== PROVIDED PASSAGE
Section 1904.5(a) states “Basic requirement. You must consider an injury or illness to be work-related if an event or exposure in the work environment either caused or contributed to the resulting condition or significantly aggravated a pre-existing injury or illness. Work-relatedness is presumed for injuries and illnesses resulting from events or exposures occurring in the work environment, unless an exception in §1904.5(b)(2) specifically applies.”

Section 1904.5(b)(1) says What is the “work environment”? OSHA defines the work environment as “the establishment and other locations where one or more employees are working or are present as a condition of their employment. The work environment includes not only physical locations, but also the equipment or materials used by the employee during the course of his or her work.”

So are adverse reactions to an employer’s mandated COVID-19 vaccine recordable on the OSHA recordkeeping log? Looking further in the regulation are the exceptions. One of them might apply.

1904.5(b)(2) You are not required to record injuries and illnesses if . . . 1904.5(b)(2)(iii)The injury or illness results solely from voluntary participation in a wellness program or in a medical, fitness, or recreational activity such as blood donation, physical examination, flu shot, exercise class, racquetball, or baseball.

However this exception does not seem to apply since a “mandated” COVID vaccination is not “voluntary,” one of the conditions of the above exception.
====
**ASSIGNED TASK**:
Write out the part of the OSHA recordkeeping passage above that falls between "So are adverse" and "racquetball, or baseball.", inclusive.
== EXTRACTED ENTRIES
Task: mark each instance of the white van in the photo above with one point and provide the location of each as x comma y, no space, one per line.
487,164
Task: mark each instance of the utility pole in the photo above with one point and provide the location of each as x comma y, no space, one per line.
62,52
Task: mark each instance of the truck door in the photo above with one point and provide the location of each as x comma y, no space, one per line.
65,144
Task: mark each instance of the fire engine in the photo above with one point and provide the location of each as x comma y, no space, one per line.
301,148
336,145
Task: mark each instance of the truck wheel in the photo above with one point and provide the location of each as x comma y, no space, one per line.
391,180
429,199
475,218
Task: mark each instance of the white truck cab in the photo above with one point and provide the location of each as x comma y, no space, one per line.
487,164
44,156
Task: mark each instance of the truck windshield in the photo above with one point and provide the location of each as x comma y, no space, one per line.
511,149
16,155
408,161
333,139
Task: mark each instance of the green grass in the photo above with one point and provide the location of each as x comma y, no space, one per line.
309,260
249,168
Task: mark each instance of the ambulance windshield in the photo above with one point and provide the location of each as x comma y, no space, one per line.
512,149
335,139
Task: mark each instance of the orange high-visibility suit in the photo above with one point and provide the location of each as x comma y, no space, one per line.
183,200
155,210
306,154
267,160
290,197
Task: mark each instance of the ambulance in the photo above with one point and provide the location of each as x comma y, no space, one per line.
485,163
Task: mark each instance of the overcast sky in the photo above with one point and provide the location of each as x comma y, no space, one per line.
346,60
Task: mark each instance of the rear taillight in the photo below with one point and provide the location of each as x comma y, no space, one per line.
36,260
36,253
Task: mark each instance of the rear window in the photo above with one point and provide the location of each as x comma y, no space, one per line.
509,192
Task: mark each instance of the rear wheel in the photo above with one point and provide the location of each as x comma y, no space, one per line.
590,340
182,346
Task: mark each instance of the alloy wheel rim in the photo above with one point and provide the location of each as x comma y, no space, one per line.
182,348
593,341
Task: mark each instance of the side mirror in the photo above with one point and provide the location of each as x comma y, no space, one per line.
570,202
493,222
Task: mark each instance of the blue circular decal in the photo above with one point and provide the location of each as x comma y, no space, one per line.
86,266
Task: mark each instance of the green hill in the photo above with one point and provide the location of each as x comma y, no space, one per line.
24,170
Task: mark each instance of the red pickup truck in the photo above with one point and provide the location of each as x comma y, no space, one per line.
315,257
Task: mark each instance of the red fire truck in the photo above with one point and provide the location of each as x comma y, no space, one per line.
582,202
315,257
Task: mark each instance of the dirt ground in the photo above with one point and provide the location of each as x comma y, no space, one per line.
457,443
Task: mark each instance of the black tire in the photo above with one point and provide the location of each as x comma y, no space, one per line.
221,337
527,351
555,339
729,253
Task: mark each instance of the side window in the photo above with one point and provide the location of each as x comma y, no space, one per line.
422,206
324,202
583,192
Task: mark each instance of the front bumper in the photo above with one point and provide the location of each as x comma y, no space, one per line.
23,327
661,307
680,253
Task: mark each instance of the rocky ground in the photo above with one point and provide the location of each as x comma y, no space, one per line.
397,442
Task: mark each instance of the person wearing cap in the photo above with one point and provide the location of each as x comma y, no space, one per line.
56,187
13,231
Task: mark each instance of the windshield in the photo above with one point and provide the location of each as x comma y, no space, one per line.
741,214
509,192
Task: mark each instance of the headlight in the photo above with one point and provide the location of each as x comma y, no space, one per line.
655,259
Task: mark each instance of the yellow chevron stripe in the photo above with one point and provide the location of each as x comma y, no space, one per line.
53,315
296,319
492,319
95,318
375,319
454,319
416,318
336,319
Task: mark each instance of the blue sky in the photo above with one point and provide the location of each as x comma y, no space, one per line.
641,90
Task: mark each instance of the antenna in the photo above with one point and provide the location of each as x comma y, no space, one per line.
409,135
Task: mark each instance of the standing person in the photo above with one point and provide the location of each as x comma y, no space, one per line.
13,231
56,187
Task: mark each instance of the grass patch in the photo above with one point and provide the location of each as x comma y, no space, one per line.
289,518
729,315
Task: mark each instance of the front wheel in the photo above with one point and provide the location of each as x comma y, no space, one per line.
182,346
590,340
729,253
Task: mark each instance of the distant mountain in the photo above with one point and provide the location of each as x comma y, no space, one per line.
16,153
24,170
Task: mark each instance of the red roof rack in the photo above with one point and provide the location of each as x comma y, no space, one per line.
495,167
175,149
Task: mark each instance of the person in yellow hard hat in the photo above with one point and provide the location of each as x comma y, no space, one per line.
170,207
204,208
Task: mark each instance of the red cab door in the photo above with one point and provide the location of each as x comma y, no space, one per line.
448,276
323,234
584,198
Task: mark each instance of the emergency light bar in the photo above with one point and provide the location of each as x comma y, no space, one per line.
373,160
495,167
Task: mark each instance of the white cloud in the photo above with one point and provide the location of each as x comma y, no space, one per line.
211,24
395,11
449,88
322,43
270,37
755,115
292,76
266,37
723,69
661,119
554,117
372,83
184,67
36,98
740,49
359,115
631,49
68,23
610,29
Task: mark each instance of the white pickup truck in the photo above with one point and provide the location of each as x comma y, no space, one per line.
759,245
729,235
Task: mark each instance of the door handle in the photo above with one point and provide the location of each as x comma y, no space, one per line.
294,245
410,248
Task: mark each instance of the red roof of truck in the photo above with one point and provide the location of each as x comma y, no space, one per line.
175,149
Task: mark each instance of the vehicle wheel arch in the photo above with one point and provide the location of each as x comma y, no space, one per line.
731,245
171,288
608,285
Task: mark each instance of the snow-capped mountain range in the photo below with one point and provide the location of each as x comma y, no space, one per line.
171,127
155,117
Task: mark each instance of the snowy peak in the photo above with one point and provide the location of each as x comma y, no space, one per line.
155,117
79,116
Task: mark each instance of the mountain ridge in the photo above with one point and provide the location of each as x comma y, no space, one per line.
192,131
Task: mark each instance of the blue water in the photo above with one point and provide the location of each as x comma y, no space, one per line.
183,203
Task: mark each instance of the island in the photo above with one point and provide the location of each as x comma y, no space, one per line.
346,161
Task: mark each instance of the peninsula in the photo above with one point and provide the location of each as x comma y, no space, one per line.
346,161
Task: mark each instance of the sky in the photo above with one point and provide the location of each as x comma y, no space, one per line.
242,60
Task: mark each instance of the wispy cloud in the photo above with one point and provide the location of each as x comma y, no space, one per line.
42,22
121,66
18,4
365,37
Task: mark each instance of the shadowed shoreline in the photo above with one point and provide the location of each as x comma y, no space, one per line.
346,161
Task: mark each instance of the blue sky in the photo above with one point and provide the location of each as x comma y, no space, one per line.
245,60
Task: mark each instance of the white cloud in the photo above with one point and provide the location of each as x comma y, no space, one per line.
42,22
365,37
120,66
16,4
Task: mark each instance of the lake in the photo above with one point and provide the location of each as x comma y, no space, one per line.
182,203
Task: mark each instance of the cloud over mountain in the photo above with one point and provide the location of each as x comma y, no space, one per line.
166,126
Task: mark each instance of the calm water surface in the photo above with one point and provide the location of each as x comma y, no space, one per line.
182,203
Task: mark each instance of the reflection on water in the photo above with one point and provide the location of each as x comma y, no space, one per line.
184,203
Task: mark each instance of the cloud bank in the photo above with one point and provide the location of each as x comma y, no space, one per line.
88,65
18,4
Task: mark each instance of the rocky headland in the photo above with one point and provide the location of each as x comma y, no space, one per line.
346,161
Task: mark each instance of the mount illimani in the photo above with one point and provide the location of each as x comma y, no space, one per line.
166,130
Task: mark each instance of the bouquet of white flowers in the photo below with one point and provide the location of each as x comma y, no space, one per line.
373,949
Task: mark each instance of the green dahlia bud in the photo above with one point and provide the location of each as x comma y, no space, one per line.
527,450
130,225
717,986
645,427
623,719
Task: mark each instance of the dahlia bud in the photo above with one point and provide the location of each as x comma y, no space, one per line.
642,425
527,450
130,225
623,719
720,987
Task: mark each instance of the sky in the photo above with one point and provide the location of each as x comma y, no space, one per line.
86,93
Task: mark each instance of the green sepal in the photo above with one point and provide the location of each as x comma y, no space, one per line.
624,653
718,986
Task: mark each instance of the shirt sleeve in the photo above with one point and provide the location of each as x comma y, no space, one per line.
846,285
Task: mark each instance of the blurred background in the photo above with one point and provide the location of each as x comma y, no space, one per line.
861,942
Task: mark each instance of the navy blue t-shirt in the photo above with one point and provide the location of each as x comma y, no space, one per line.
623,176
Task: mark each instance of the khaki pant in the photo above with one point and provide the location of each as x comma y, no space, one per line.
====
**EXPECTED ANSWER**:
So are adverse reactions to an employer’s mandated COVID-19 vaccine recordable on the OSHA recordkeeping log? Looking further in the regulation are the exceptions. One of them might apply.

1904.5(b)(2) You are not required to record injuries and illnesses if . . . 1904.5(b)(2)(iii)The injury or illness results solely from voluntary participation in a wellness program or in a medical, fitness, or recreational activity such as blood donation, physical examination, flu shot, exercise class, racquetball, or baseball.